▸ Activity list:
A - In the avalanche article, what share of avalanche victims in Europe survived using airbags?
B - Return the words of the avalanche article from "In December 2010" to "caught in one.", copied word for word.
C - Extend the avalanche article onward from the point where it stops.

On a hut trip near Vail in 2009, a skier and two snowboarders were caught in a slide. All three used the Avalung while they were buried; one was buried for more than two hours. All three survived.

The avalanche airbag first came into commercial use in Europe in the 1980s. The concept is simple: if caught in an avalanche, pull a cord on your backpack and two airbags will deploy helping you stay on top or at least closer to the surface.

“Burial depth is the big problem,” says Bruce Edgerly, cofounder of Boulder’s Backcountry Access, maker of the Float 30 Avalanche Airbag. “If you get buried shallow, you’re probably gonna make it. But if you get bu
ried deeply, your chances are really poor.”

Edgerly speaks from experience, having been caught in a 1,000 feet vertical slide in 1994. After his buddy dug him out, Edgerly walked out with only bruises and broken gear. “I got away with murder.”

The airbag success rate in Europe—97 percent of avalanche victims survived—makes this a no-brainer for the U.S. The sale and manufacture of airbags have caught on in the U.S. in the last few years. They’re spendy ($700 for the Float 30) but with more companies entering the market, prices should come down. For some, airbags have become a necessity.

In December 2010 near Jones Pass, snowmobiler Kaleb Timberlake deployed his airbag when he was caught in a massive slab avalanche. In a letter to summitdaily.com, Timberlake wrote, “Go get a pack [airbag]. My sled didn’t make it home today, but I did. That is the difference.”

Having the right safety gear can save your life in an avalanche, but you are your best bet to avoid being caught in one.

Mitigating the Human Aspect

Read any avalanche fatality report and you’ll notice that many of the victims had at least some avalanche knowledge and were equipped with beacons, probes and shovels. According to Dale Atkins’ research, 72 percent of victims had some kind of awareness training. Atkins was a forecaster at Colorado Avalanche Information Center and now works for RECCO AB, an avalanche rescue detector company. He says the biggest danger is you and the decisions you make.

“The vast majority of people who go out into the backcountry don’t experience avalanches. And it comes down to perception,” Atkins says. “And the problem with perception is it tends to dwell in the past and live in the future but very seldom does it live in the present.”

In other words, Atkins says people only remember what it was like the last time they went out. Things like great powder, good turns and good times—not avalanches that didn’t happen. “They’re employing rules of thumb or heuristics or mental short-cuts to availability. What’s easiest to remember?”

▸ Extracted material:
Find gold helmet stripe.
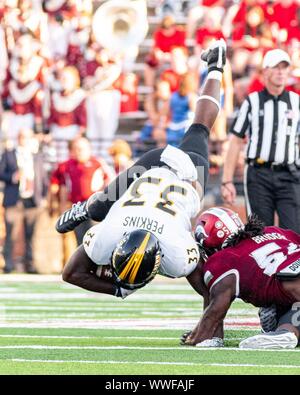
[119,233,151,284]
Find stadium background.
[0,0,300,273]
[0,0,300,375]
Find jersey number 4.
[123,177,187,215]
[250,243,287,276]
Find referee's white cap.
[262,49,291,69]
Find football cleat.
[196,337,224,348]
[55,201,89,233]
[239,329,298,350]
[201,39,226,73]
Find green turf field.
[0,275,300,375]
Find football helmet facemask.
[195,207,244,255]
[111,229,162,289]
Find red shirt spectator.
[263,0,298,30]
[114,73,139,113]
[196,27,225,46]
[153,26,185,52]
[160,69,182,93]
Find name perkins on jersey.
[252,232,287,244]
[123,216,165,235]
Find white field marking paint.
[0,304,257,316]
[0,335,245,341]
[0,318,260,331]
[0,296,199,302]
[7,358,300,369]
[0,344,300,354]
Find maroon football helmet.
[195,207,244,250]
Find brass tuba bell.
[92,0,148,53]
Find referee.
[221,49,300,233]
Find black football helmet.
[111,229,161,289]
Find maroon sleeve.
[203,251,235,290]
[75,100,87,128]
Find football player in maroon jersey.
[182,207,300,348]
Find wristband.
[207,69,223,82]
[197,95,221,111]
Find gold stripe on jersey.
[119,233,151,284]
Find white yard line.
[0,344,300,354]
[5,358,300,369]
[0,317,259,330]
[0,335,245,341]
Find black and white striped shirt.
[231,89,300,164]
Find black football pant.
[88,124,209,221]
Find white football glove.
[201,39,226,73]
[196,337,224,348]
[258,304,278,332]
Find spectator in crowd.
[187,0,225,39]
[222,49,300,233]
[52,137,114,245]
[108,139,133,175]
[43,0,77,60]
[140,80,171,147]
[158,47,189,93]
[166,72,198,147]
[0,128,47,273]
[83,49,122,159]
[48,66,87,162]
[195,9,224,54]
[114,72,139,114]
[145,15,186,87]
[232,5,276,77]
[3,34,45,141]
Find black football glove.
[201,39,226,73]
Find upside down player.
[182,207,300,349]
[56,40,226,298]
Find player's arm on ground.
[62,245,116,295]
[185,275,236,345]
[186,263,209,307]
[62,245,136,299]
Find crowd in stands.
[0,0,300,272]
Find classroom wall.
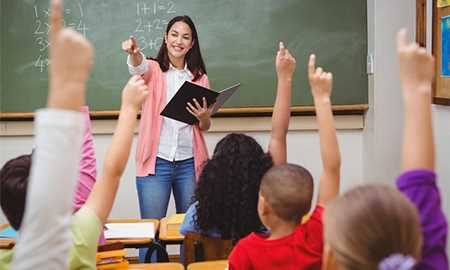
[362,0,450,257]
[0,123,362,222]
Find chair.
[184,232,233,266]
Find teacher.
[122,13,211,254]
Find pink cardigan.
[136,60,209,179]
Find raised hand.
[48,0,93,111]
[122,75,148,111]
[308,54,333,99]
[397,29,434,94]
[275,42,296,80]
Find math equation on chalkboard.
[134,0,176,54]
[32,1,89,72]
[27,0,177,73]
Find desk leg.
[145,240,169,263]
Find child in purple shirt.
[322,30,449,270]
[397,169,449,270]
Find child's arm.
[308,55,341,205]
[11,0,93,269]
[73,106,97,212]
[397,30,434,170]
[397,30,449,269]
[86,76,148,222]
[269,42,296,165]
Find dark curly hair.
[195,133,273,243]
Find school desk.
[187,260,228,270]
[0,224,16,249]
[106,218,159,262]
[159,217,184,244]
[127,263,184,270]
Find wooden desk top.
[106,218,159,247]
[159,217,184,241]
[127,263,184,270]
[187,260,228,270]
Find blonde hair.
[324,185,422,270]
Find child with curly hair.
[180,42,296,242]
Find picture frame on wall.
[416,0,450,106]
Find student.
[324,30,448,270]
[0,76,147,269]
[180,43,296,242]
[397,30,449,270]
[122,16,211,226]
[0,106,97,230]
[0,0,148,269]
[229,55,341,269]
[2,0,97,269]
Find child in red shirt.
[229,52,341,270]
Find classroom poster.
[438,0,450,7]
[441,16,450,77]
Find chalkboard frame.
[0,104,369,121]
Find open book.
[161,81,241,125]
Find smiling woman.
[122,16,211,260]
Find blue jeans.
[136,158,195,262]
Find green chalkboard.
[0,0,368,112]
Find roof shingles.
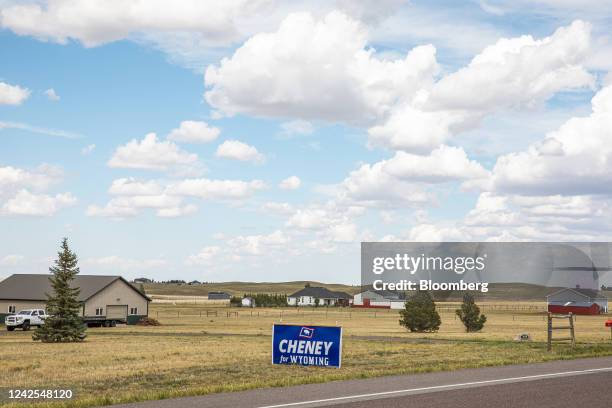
[0,274,121,302]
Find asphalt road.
[115,357,612,408]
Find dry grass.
[0,304,612,407]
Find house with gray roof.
[287,286,351,306]
[0,274,151,324]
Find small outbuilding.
[352,289,405,309]
[546,288,608,315]
[0,274,151,324]
[287,286,351,306]
[208,292,232,300]
[242,296,256,307]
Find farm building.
[242,296,255,307]
[208,292,232,300]
[0,274,150,324]
[287,286,351,306]
[353,289,405,309]
[546,288,608,315]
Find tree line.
[399,290,487,333]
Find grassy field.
[144,281,361,296]
[144,281,612,302]
[0,304,612,407]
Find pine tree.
[455,292,487,332]
[400,290,442,332]
[32,238,86,343]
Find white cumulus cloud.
[215,140,264,162]
[168,120,221,143]
[0,82,31,105]
[108,133,200,173]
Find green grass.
[0,304,612,408]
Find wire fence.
[150,303,560,320]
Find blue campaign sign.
[272,324,342,368]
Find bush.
[455,293,487,333]
[400,290,442,333]
[241,293,287,307]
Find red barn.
[546,288,608,315]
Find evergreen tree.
[32,238,86,343]
[400,290,442,332]
[455,292,487,332]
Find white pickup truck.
[4,309,47,331]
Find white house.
[242,297,255,307]
[353,289,405,309]
[287,286,351,306]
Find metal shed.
[546,288,608,315]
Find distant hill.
[144,281,612,302]
[144,281,361,296]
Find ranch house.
[352,289,406,309]
[287,286,351,306]
[0,274,151,324]
[546,288,608,315]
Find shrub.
[400,290,442,333]
[455,293,487,333]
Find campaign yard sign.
[272,324,342,368]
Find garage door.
[106,305,127,320]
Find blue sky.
[0,0,612,283]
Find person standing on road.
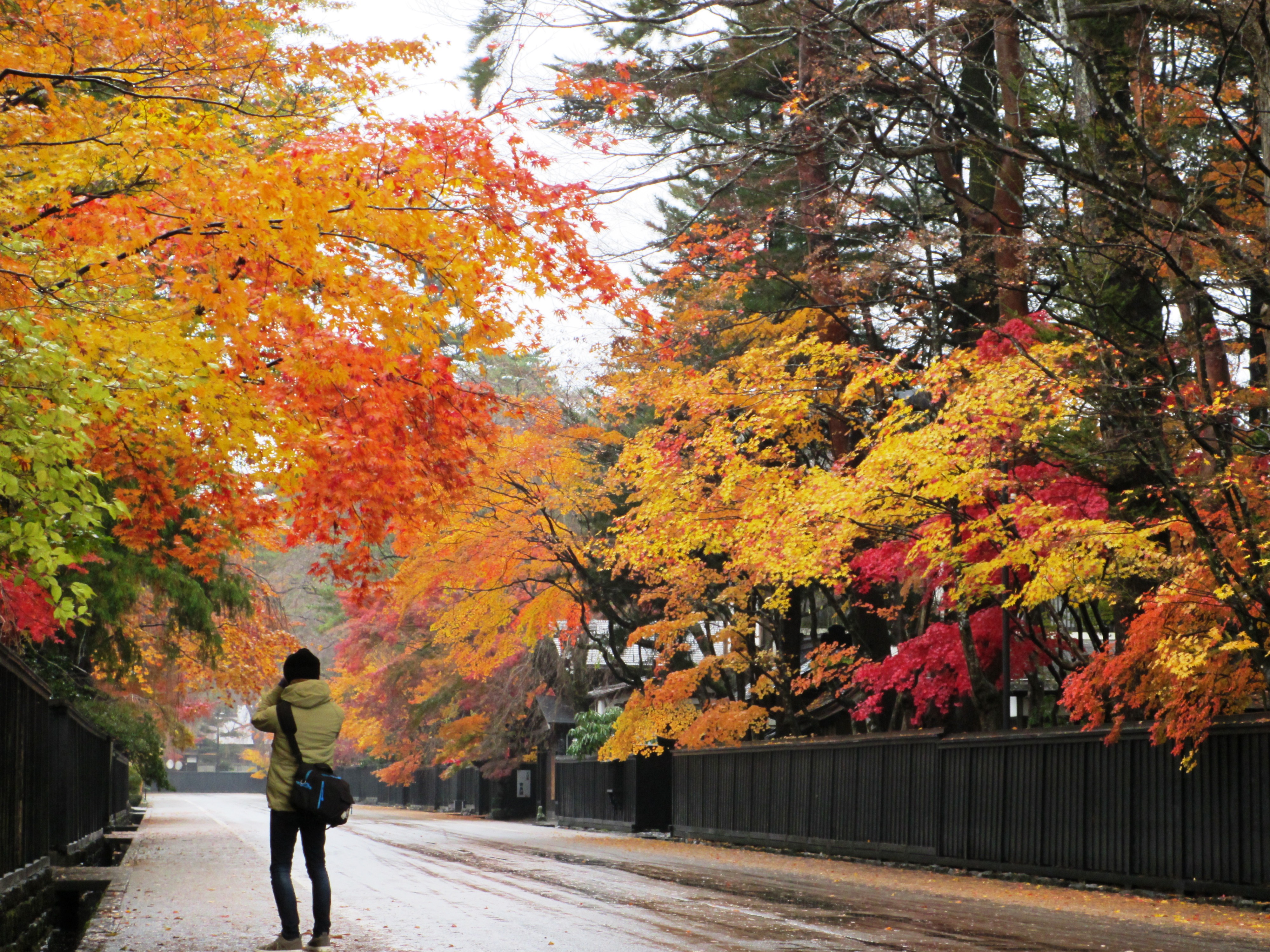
[251,647,344,952]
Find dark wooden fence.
[0,647,128,881]
[168,767,535,819]
[673,717,1270,899]
[168,770,264,793]
[338,767,494,814]
[555,754,671,833]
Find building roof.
[536,694,574,724]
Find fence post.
[44,701,72,864]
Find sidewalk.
[79,795,373,952]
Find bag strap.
[277,701,305,764]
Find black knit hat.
[282,647,321,680]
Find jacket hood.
[282,680,330,707]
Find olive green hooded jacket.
[251,680,344,812]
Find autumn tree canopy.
[10,0,1270,776]
[323,0,1270,777]
[0,0,632,767]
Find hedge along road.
[81,793,1270,952]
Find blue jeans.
[269,810,330,939]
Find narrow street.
[81,793,1270,952]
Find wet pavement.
[80,793,1270,952]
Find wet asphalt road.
[92,793,1270,952]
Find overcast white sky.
[310,0,654,382]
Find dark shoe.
[255,935,305,952]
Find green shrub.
[565,707,622,757]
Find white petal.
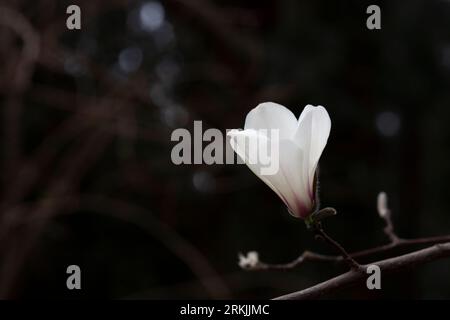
[278,140,313,218]
[227,129,284,201]
[228,129,312,218]
[244,102,297,139]
[294,105,331,186]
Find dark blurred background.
[0,0,450,299]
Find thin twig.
[275,242,450,300]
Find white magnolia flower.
[228,102,331,219]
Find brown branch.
[275,242,450,300]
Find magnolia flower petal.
[227,129,285,201]
[278,140,313,218]
[244,102,297,139]
[294,105,331,186]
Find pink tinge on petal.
[289,198,313,219]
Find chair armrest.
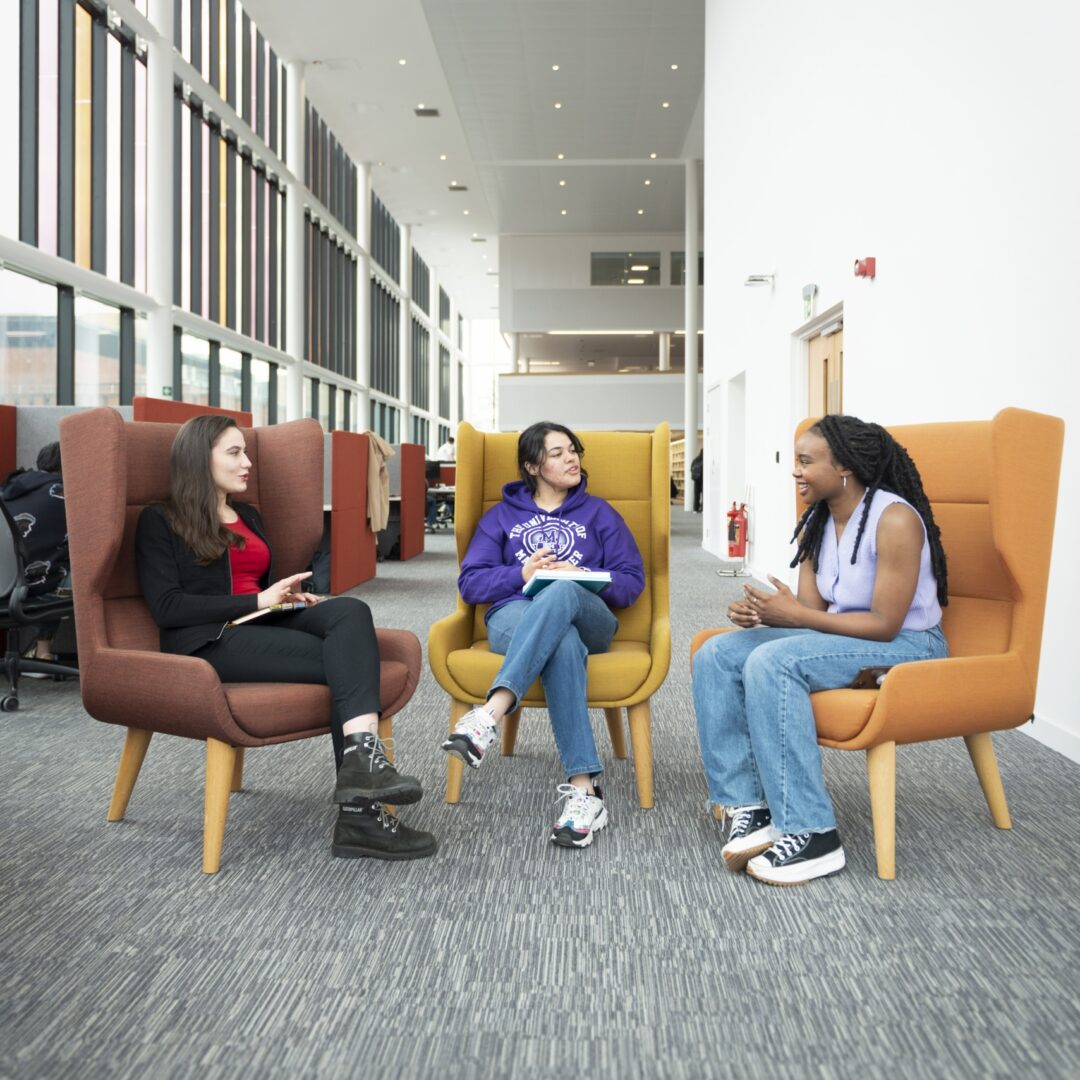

▸ Answers by item number:
A - 97 percent

B -
In December 2010 near Jones Pass, snowmobiler Kaleb Timberlake deployed his airbag when he was caught in a massive slab avalanche. In a letter to summitdaily.com, Timberlake wrote, “Go get a pack [airbag]. My sled didn’t make it home today, but I did. That is the difference.”

Having the right safety gear can save your life in an avalanche, but you are your best bet to avoid being caught in one.

C -
Atkins makes an analogy: When you’re driving, you know if you cross that double yellow line you could get hurt or even killed. Even if you’ve never been in an accident you’ve passed accidents on the road, know someone who has been in one, or heard plenty of stories. But because we haven’t had an avalanche experience, “We don’t know where that double yellow line is. Where that edge is,” he says.

So how do you mitigate these “mental short-cuts” we’re all prone to take? Atkins has a few suggestions:

Keep groups small (four to five people). Because group-think is easy, select a “Devil’s Advocate,” someone who will challenge the decisions of the group. Atkins equates this role to a plane’s copilot who monitors the pilot.

“The Call Girl Principle” is the concept of making all your negotiations right up front. Before your group goes out, talk about the levels of risk each person is willing to take. What factors will lead your group to turn around or take a different route? “The more you can discuss these things before you get up on the side of the mountain, the easier it will be.”

Conduct a “Pre-Mortem” before you ski a slope. Pretend you were involved in an avalanche. “Ask yourself why and how that could have happened? That usually causes us to think backward and start looking at those clues and information a little more carefully. Things we might have missed.”

Two weeks after surviving his avalanche, Andy Glossner took a Level 1 avalanche course. He still skis the backcountry but now knows the danger signs and doesn’t take the risks.

“You were out in the sun avoiding the crowds, no incidents, you come back fine. That was a good day.”